Required work » Copy the records word for word, starting at the line that contains "Guideline: one marker per instance of the white rock" and continuing through the end of the records.
══ Data entries
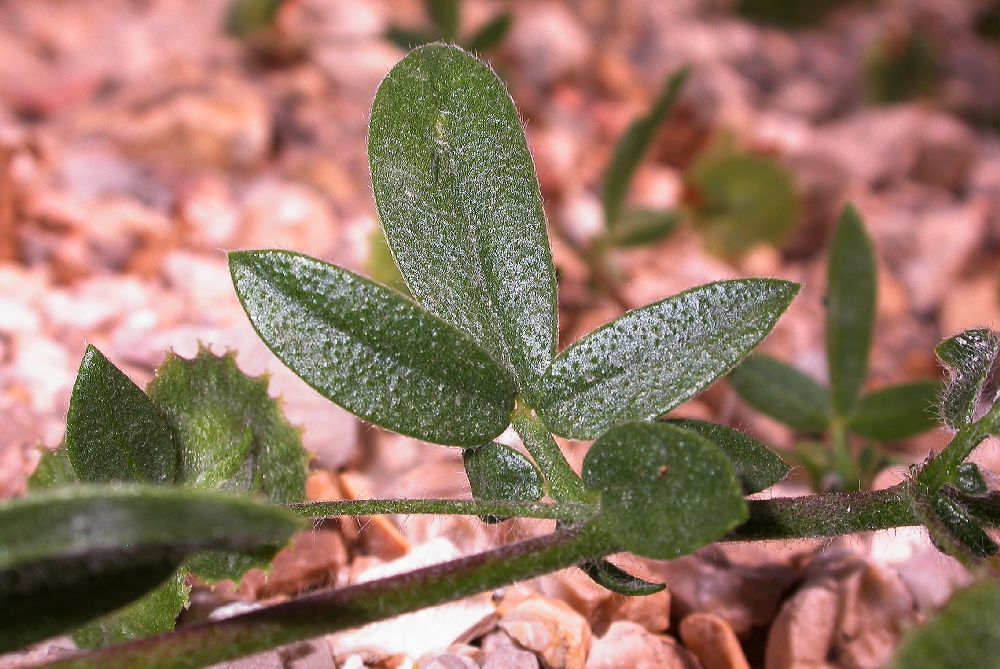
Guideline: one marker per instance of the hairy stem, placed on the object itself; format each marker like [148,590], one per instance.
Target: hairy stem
[376,507]
[563,483]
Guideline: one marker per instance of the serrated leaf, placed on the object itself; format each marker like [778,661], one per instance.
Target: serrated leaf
[965,635]
[633,145]
[969,356]
[71,554]
[850,309]
[652,359]
[53,470]
[231,436]
[113,431]
[616,579]
[457,195]
[757,467]
[156,612]
[742,200]
[896,412]
[498,472]
[665,492]
[491,34]
[372,351]
[639,227]
[783,393]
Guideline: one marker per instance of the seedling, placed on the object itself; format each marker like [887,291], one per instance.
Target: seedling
[814,410]
[445,19]
[475,353]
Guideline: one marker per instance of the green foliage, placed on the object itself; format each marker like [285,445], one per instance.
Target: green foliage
[445,19]
[665,492]
[459,201]
[796,400]
[741,200]
[73,553]
[965,635]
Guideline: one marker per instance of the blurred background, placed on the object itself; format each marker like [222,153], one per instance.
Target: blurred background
[141,139]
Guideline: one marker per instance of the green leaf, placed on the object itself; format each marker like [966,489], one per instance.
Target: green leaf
[850,309]
[965,635]
[640,227]
[372,351]
[742,200]
[498,472]
[665,492]
[156,612]
[757,467]
[633,145]
[969,357]
[71,554]
[491,34]
[113,431]
[232,437]
[444,14]
[618,580]
[53,470]
[458,198]
[896,412]
[783,393]
[652,359]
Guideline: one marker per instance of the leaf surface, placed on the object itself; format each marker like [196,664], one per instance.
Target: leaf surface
[71,554]
[783,393]
[897,412]
[757,467]
[652,359]
[458,198]
[850,310]
[113,431]
[665,492]
[372,351]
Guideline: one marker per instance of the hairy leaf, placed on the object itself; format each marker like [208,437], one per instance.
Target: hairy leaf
[458,198]
[498,472]
[156,612]
[965,635]
[970,357]
[491,34]
[850,309]
[652,359]
[896,412]
[372,351]
[71,554]
[757,467]
[618,580]
[113,431]
[783,393]
[231,436]
[665,492]
[633,145]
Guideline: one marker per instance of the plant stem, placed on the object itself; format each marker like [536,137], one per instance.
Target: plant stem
[331,611]
[450,507]
[563,483]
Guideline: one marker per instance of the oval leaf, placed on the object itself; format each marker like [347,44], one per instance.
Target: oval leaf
[652,359]
[458,198]
[850,309]
[965,635]
[969,357]
[372,351]
[757,466]
[665,492]
[113,431]
[897,412]
[498,472]
[73,553]
[783,393]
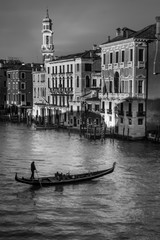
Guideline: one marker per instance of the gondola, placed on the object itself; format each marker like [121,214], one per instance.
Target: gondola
[65,178]
[43,127]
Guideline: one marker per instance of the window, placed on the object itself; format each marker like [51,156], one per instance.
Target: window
[94,82]
[47,39]
[5,83]
[111,58]
[71,82]
[130,121]
[130,107]
[77,67]
[34,93]
[87,81]
[117,55]
[130,86]
[23,86]
[97,107]
[23,75]
[122,86]
[71,68]
[23,97]
[140,107]
[141,55]
[140,121]
[121,107]
[110,86]
[140,83]
[77,81]
[122,60]
[67,81]
[88,67]
[131,55]
[89,107]
[104,59]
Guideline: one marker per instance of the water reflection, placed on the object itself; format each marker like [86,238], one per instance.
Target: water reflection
[122,205]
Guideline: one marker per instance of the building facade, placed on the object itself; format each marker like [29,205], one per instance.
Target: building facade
[19,90]
[127,80]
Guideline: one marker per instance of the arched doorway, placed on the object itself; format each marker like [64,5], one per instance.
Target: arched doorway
[116,82]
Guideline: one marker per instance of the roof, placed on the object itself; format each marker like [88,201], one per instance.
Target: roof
[145,33]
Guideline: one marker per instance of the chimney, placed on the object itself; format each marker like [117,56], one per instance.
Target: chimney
[118,32]
[156,64]
[94,46]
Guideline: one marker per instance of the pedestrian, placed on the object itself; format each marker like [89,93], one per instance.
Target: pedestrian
[33,168]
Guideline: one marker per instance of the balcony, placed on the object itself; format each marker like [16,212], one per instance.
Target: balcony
[109,111]
[141,114]
[129,114]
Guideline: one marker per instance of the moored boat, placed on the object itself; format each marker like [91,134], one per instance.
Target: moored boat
[62,179]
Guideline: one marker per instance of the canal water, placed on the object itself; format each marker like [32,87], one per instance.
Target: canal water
[122,205]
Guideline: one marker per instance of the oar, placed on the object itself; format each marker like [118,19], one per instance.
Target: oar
[38,178]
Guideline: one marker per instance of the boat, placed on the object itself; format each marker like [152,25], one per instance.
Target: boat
[45,127]
[63,179]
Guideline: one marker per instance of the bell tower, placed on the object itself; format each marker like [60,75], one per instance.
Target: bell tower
[47,47]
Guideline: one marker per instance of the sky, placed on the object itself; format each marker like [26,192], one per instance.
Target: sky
[77,24]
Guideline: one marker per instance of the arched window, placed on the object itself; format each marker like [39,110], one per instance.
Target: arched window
[116,82]
[87,81]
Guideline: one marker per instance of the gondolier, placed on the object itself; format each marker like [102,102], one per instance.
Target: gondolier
[33,168]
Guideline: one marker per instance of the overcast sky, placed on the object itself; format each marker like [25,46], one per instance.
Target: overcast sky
[77,24]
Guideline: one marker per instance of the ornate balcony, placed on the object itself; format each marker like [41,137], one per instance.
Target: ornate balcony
[141,114]
[121,113]
[61,91]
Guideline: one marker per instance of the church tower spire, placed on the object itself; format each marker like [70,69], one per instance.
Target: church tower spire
[47,48]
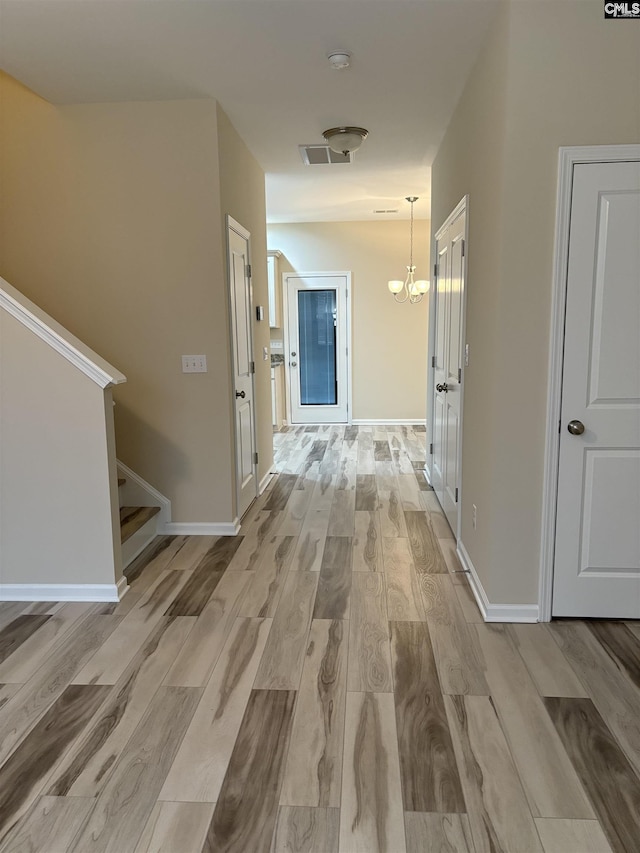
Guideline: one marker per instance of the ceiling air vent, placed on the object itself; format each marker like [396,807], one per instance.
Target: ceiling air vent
[322,155]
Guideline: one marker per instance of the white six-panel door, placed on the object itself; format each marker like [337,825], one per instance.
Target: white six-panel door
[242,349]
[447,365]
[597,549]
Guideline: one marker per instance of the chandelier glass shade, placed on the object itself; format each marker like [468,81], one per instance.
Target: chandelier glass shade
[344,140]
[409,289]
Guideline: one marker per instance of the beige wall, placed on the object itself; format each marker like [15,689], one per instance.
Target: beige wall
[389,340]
[242,196]
[110,220]
[550,75]
[58,503]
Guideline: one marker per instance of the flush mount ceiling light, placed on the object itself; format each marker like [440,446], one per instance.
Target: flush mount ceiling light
[339,59]
[410,289]
[344,140]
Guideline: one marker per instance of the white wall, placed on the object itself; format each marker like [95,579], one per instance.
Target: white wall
[550,74]
[110,220]
[58,504]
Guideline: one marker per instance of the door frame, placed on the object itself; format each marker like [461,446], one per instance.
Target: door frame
[234,225]
[287,348]
[461,207]
[568,157]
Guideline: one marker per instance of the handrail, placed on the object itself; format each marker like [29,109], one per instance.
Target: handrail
[62,341]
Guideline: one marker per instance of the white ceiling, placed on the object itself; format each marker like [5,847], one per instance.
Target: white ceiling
[265,62]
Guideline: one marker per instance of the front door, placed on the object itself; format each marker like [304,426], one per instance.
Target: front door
[243,365]
[597,552]
[447,365]
[317,339]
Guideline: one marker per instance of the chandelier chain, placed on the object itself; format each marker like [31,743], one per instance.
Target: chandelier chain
[411,238]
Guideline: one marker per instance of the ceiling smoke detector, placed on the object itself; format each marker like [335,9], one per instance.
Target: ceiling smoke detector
[339,59]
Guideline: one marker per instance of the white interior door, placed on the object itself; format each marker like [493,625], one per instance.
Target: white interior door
[243,365]
[597,554]
[447,365]
[318,347]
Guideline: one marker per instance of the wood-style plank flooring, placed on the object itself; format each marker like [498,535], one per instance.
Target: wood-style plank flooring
[321,683]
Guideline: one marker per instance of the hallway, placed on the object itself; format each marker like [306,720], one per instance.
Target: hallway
[322,682]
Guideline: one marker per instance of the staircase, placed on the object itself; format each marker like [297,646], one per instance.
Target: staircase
[138,524]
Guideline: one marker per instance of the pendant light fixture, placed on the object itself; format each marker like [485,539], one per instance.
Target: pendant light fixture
[344,140]
[409,289]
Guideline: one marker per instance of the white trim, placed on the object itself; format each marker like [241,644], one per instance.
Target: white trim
[494,612]
[409,421]
[58,338]
[200,528]
[265,481]
[285,323]
[137,492]
[568,157]
[63,591]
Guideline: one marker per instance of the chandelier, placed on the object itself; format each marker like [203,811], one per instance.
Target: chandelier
[409,289]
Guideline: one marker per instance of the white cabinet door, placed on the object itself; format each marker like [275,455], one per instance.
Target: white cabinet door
[597,555]
[274,289]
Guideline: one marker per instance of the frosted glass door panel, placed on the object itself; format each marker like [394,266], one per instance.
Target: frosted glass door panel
[316,342]
[317,337]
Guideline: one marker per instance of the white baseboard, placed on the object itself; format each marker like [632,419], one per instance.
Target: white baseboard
[200,528]
[137,492]
[63,592]
[494,612]
[409,421]
[265,481]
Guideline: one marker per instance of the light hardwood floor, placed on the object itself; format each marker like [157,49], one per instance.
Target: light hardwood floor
[322,683]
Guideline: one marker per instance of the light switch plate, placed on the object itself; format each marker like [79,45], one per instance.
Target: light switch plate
[194,364]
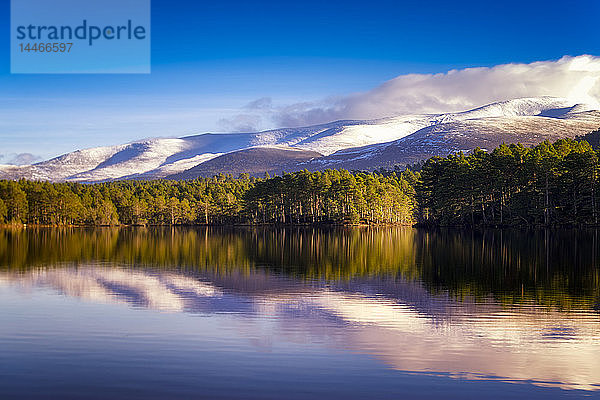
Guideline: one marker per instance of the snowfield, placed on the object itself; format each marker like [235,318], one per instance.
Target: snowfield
[349,144]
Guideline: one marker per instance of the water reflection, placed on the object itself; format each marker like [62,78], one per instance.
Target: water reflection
[507,306]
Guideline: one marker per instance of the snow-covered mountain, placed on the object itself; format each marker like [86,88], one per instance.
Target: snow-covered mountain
[341,144]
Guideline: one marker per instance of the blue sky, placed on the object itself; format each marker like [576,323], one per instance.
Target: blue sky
[209,60]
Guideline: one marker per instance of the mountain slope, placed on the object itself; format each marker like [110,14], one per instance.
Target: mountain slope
[255,161]
[343,144]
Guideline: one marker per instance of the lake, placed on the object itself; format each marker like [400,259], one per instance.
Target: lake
[299,313]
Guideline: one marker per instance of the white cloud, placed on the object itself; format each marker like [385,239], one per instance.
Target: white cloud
[19,159]
[575,78]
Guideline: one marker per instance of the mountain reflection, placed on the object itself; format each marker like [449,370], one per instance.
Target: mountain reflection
[463,339]
[498,305]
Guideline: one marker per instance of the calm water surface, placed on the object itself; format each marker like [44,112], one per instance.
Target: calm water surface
[299,314]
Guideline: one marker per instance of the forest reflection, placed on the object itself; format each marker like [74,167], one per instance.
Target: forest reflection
[557,268]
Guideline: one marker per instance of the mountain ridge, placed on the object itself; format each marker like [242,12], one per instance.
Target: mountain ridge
[351,144]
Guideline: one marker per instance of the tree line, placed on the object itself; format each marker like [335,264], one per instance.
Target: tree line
[332,196]
[546,185]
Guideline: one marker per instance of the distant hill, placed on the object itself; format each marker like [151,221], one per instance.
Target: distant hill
[351,144]
[255,161]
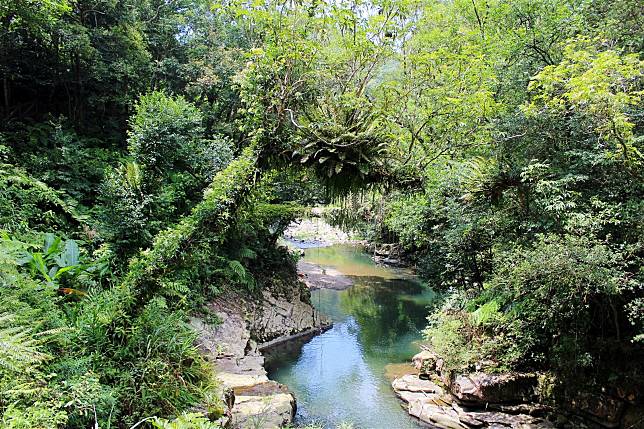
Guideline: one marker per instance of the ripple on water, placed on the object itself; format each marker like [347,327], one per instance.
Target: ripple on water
[340,375]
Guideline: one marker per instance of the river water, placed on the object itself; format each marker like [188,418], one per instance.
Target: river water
[341,375]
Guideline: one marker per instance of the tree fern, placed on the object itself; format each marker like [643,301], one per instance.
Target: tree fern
[18,346]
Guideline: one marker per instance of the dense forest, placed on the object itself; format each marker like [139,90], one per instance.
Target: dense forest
[153,151]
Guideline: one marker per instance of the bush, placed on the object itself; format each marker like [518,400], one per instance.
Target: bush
[554,305]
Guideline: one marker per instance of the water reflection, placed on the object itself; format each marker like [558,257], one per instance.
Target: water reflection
[339,375]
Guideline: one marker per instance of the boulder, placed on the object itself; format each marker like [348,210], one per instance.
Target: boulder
[411,383]
[427,362]
[482,388]
[603,409]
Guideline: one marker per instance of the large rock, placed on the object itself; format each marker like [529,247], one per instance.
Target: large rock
[278,317]
[603,409]
[429,403]
[266,405]
[254,401]
[427,362]
[482,388]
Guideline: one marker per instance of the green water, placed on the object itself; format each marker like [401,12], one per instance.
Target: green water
[339,376]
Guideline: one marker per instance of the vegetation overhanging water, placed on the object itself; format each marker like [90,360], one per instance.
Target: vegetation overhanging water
[341,375]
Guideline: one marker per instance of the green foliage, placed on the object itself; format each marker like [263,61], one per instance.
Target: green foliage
[185,421]
[56,260]
[164,133]
[26,203]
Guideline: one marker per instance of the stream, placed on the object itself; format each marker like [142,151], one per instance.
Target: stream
[343,375]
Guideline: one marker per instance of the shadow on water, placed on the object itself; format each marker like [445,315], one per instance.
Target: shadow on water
[339,376]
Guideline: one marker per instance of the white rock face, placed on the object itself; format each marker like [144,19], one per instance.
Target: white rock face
════
Task result »
Guideline: one marker per instance of the white rock face, placed on the object itself; format each marker like [144,19], one per instance.
Target: white rock face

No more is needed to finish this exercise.